(Records provided)
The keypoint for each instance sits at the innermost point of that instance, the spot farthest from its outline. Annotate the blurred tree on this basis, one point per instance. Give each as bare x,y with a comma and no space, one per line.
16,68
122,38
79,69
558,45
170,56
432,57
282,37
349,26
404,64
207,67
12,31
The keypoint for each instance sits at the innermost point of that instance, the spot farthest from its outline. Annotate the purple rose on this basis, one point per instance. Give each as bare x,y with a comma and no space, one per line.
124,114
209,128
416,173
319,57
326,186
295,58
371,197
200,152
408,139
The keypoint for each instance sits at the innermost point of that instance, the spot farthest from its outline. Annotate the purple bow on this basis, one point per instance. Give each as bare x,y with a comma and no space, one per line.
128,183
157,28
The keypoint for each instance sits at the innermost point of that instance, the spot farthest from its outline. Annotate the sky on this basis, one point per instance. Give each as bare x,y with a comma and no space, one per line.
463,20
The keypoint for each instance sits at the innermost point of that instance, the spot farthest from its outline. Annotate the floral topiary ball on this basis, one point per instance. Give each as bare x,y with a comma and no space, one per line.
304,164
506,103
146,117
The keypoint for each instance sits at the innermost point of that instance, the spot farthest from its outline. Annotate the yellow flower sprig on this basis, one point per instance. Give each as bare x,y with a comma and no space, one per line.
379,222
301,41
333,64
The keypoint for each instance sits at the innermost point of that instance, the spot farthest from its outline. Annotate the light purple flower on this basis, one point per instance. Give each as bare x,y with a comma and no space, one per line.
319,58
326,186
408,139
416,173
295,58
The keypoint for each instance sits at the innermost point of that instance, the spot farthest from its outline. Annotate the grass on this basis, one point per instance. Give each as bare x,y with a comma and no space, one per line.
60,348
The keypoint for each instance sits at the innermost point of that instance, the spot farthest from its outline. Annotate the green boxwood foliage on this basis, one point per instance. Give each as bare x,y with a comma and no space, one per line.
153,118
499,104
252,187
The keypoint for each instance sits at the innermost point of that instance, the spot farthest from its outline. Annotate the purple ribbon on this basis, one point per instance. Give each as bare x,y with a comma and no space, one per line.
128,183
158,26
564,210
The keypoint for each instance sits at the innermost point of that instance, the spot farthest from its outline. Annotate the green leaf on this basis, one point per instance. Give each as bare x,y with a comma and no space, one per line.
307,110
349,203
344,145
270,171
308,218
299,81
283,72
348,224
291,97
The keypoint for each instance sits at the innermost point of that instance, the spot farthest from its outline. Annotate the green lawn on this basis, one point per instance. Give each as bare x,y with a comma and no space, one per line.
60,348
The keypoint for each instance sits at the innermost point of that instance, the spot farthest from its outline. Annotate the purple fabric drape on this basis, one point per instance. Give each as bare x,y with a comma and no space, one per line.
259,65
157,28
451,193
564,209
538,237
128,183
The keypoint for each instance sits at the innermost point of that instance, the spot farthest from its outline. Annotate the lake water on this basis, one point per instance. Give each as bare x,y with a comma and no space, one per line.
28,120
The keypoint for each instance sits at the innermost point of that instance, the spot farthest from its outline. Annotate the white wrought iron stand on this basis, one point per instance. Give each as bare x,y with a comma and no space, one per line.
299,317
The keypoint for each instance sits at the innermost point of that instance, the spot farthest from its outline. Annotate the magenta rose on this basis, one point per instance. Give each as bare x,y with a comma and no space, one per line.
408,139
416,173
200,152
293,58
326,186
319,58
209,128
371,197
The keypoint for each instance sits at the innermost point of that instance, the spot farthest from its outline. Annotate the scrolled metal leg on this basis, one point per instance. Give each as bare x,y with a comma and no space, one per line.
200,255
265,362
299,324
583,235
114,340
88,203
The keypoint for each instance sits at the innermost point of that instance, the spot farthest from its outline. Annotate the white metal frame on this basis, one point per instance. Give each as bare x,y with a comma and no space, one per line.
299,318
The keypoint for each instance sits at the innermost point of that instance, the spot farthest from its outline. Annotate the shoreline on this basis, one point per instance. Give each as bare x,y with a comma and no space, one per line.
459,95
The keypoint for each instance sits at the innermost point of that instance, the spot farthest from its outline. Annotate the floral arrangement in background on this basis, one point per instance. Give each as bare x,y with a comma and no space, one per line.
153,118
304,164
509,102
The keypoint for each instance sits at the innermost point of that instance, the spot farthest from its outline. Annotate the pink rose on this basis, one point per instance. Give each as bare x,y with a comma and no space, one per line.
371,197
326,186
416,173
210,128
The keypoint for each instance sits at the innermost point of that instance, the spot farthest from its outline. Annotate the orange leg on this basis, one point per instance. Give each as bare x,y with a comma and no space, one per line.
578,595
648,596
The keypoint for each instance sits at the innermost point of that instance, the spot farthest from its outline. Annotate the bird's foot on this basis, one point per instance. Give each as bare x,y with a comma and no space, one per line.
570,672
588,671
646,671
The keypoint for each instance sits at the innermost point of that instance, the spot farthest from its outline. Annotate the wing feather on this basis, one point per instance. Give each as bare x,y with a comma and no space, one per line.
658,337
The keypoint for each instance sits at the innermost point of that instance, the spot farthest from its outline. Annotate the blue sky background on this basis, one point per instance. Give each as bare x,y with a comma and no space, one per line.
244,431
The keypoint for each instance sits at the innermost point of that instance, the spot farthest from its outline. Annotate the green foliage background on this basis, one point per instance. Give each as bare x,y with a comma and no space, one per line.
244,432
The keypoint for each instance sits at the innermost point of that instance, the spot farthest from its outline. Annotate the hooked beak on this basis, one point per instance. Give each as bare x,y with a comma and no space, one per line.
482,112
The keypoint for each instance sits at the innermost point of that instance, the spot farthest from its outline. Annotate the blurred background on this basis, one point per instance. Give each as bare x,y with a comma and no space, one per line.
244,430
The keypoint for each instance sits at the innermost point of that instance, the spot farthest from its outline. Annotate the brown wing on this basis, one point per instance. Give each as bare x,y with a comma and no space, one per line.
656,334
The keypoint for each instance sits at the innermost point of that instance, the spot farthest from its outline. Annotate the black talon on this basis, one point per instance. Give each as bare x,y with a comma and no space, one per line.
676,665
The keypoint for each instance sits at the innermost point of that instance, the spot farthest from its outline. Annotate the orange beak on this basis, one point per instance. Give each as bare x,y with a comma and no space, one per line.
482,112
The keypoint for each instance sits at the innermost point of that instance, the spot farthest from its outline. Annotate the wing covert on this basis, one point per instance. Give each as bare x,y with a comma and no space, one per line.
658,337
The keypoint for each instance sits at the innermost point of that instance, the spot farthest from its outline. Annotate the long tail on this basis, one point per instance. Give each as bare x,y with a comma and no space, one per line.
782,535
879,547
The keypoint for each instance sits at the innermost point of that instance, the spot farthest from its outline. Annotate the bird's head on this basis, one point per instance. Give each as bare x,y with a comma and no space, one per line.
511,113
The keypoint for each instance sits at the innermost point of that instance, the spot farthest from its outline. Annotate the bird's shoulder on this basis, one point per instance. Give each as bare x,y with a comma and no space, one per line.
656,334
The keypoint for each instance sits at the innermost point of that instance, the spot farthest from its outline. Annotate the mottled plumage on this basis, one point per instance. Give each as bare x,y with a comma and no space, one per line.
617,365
(End Records provided)
■ Problem details: The records above are to be copied out exactly, line for line.

■ Exercise answer:
The keypoint for each instance sits at the innermost point of that instance, the spot farthest from its outline. Annotate the blurred tree on this basis, one point per instance. Give each as bare x,y with a comma and no space, one per line.
16,68
122,38
79,69
558,45
170,56
432,57
282,37
349,26
404,64
207,67
12,31
The keypoint for each instance sits at the innermost point of that instance, the spot farthest from its outline. Annotate the purple rose on this basis, one point per instance. Give each as bare x,y with a comma and no space, one per line.
124,114
209,128
416,173
319,57
326,186
295,58
371,197
200,152
408,139
The keypoint for each instance sits at the innermost point of that instance, the spot farthest from its outline. Annotate the purple bow on this basis, one point per instance. Give each as bare x,y with a comma and no space, one per line.
128,183
157,28
The keypoint for each instance sits at the innermost point of that instance, the spot farthest from its outline. Annotate the sky on this basis, one point per instance. Give each as bare x,y with a comma and no space, one per line.
463,20
The keypoint for each instance sits at the innermost point of that instance, the spot farthest from its outline. Annotate the floral topiary ball on this basis, one point per instance. Give each as bare x,y with a comma and no space, one per line.
304,164
506,103
146,117
The keypoint for each instance sits at the innermost point of that instance, the spot farthest from its outline. Annotate the yellow flower sprig on this basis, one point per instance. Give each as bare x,y with a comma and no space, one per line.
379,222
301,41
333,64
The keypoint for each instance sits at the innermost point of that instance, the spot farthest from its outline. Annotate the light purple flower on this basis, one point per instance. Give each as bare x,y with a comma and no space, one per line.
319,58
326,186
408,139
416,173
295,58
The keypoint for each instance sits at the innermost point of that instance, the spot farthest from its outline. Annotate the grass on this basis, one point per instance. Give each as bare x,y with a comma and no space, one per line.
60,348
The keypoint for each instance sits at the innermost point of that instance, the spot farthest from its outline. Annotate the green boxwood foliage on this basis, one point per instance. Give each as bare x,y with a comma and no space, one per line.
153,118
499,104
252,187
The keypoint for each instance sits at the innermost point of that instance, the spot farthest from its outline. Annotate the purple ribbon on this basis, one point per instance. Give each as bare x,y with a comma and no space, one per line.
128,183
158,26
564,210
The keypoint for each instance sits at the innermost point of that instance, the spot farthest from its outline. Annotate the green leaf on this basis, one point per instance. Give each as bare x,y with a comma and no space, one per line.
307,110
349,203
344,145
270,171
308,218
299,81
283,72
348,224
291,97
The keypoint for each instance sits at the innermost point of that instance, the spot farthest from its outline. Annotate the green lawn on this basis, one point per instance. Give each as bare x,y with a comma and no space, one per line.
60,348
The keypoint for each instance sits at the innermost point of that instance, the spot farthest from its outline. Annotate the purple fabric drape on this basis, one point per instance. Give each as bare x,y with a comma and no space, one per line.
259,65
157,28
451,193
564,209
538,237
128,183
The keypoint for each instance sits at the innermost point of that instance, the spot farthest from its outline. Annotate the lake water on this basis, one point per instance. Give each as bare x,y with a comma and no space, one per line.
28,120
The keypoint for each instance sits at the innermost point of that instance, the spot farthest from its outline. Annotate the white wrought iron stand on this basis, one point per instance. Give each as bare x,y with a comma and no space, one per line.
299,317
The keypoint for each instance sits at the innermost point of that instance, the spot farthest from its outline. Annotate the magenta rose on this basis, one point per instance. Give each as bare x,y with a comma and no space, one per line.
408,139
416,173
200,152
293,58
326,186
319,58
209,128
371,197
The keypoint for each instance sits at the innermost point of that instance, the spot farthest from its outline. Annotate the scrolled metal leg on this basis, one point per instance. Give each as bare x,y with a comma and no space, one per line.
200,255
265,362
299,324
583,235
114,340
88,203
The keypoint for each instance sits at the innermost point of that instance, the spot farthest from its outline. Annotate the white metal frame on this basis, one point per instance. Give each as bare x,y with a comma and no space, one per line.
299,318
The keypoint for each instance sits at the innermost point of that instance, the spot farthest from its outline. Annotate the shoreline on this basis, one point per instance. Give each as bare x,y with a comma and no space, one per line.
459,95
The keypoint for each instance sits at the innermost point of that instance, the spot farthest from its outline. Annotate the floral arrangement in background on this basis, one point per instance. Give each as bare x,y with a comma and no space, one per line.
153,118
304,164
509,102
The keypoint for each instance sits at the innermost point of that instance, the spot farthest from its outline. Annotate the pink rose on this basis, one point per instance. Give each as bare x,y with a comma and no space, one per line.
371,197
326,186
416,173
210,128
The keypoint for each instance sits at the innermost point of that instance, the spot farthest from its outline. Annotate the orange leg on this basis, one point per instance. Give each as bare x,y with a comma and no space, one per line.
578,595
648,596
The keypoint for each instance sits at the innermost point of that instance, the spot farthest from its outline. Annotate the bird's foot on this basis, one point per instance. Give each as bare x,y with a comma and no space, one per line.
570,672
588,671
646,671
The keypoint for each instance sits at the innermost point of that instance, the spot farthest from its outline. Annotate the wing feather on this basis, one point per instance. Give each as bare x,y with a comma and no space, one per line.
658,337
The keypoint for each instance sits at the innermost point of that instance, the spot farthest from its outline. Annotate the blue sky background on this basis, one point per instance. Give each as bare x,y with a comma and no space, one per line.
244,431
The keypoint for each instance sits at the innermost point of that instance, the spot farthest from its outline. Annotate the green foliage background on this basis, one point per instance. Give each as bare x,y with a comma and no space, one per line.
244,432
The keypoint for each instance sits at the innermost point of that instance, the spot farthest from its outline. Annotate the hooked beak on this basis, one point per instance. Give each as bare x,y with a comma and no space, one per line.
482,112
The keypoint for each instance sits at the innermost point of that instance, the spot farthest from its outline. Annotate the blurred background on this basis, one point per instance. Give each as bare x,y with a comma and no space, one per line.
244,430
The keypoint for each instance sits at the innermost point of that instance, the spot farthest from its outline. Annotate the brown wing on this basis, one point per instance. Give each as bare x,y with a comma and no space, one per line.
656,334
The keypoint for each instance sits at the innermost point of that instance, the spot farthest from its outline. Annotate the black talon on this basis, one point per instance. Give each as bare x,y with a comma and no space, one per line.
676,665
The keypoint for each instance sits at the innermost point of that instance, the spot farthest from its outline. Annotate the orange beak on this basis, one point per instance. Give each as bare x,y with a comma and no space, one per line.
482,112
The keypoint for each instance sits at the innermost point of that instance, the spot farthest from its outline. Annotate the wing covert on this basis, one point per instance. Give each as bare x,y with a comma and no space, one per line.
658,337
The keypoint for each instance sits at the innermost point of that instance, the spot farthest from its outline. Annotate the long tail on this basis, one point per instance. Give each as bare x,y with a comma and no space, one per line.
782,535
879,547
The keypoint for each instance sits at the innermost point of that instance, the spot farthest from its outline. Annotate the bird's head on this basis, one point per instance. Give each as bare x,y with a comma and no space, one per line.
511,113
The keypoint for each instance sits at the innermost point of that instance, the spot farthest from its outline. Annotate the bird's shoulder on this basis, one point per instance. Give each as bare x,y with a comma and no space, one per line.
656,334
The keypoint for each instance sits at the innermost point of that instance, the spot farthest from its outline. Annotate the mottled plumage on this basis, one point per instance. Give each as bare x,y with a comma and no space, one per line.
617,365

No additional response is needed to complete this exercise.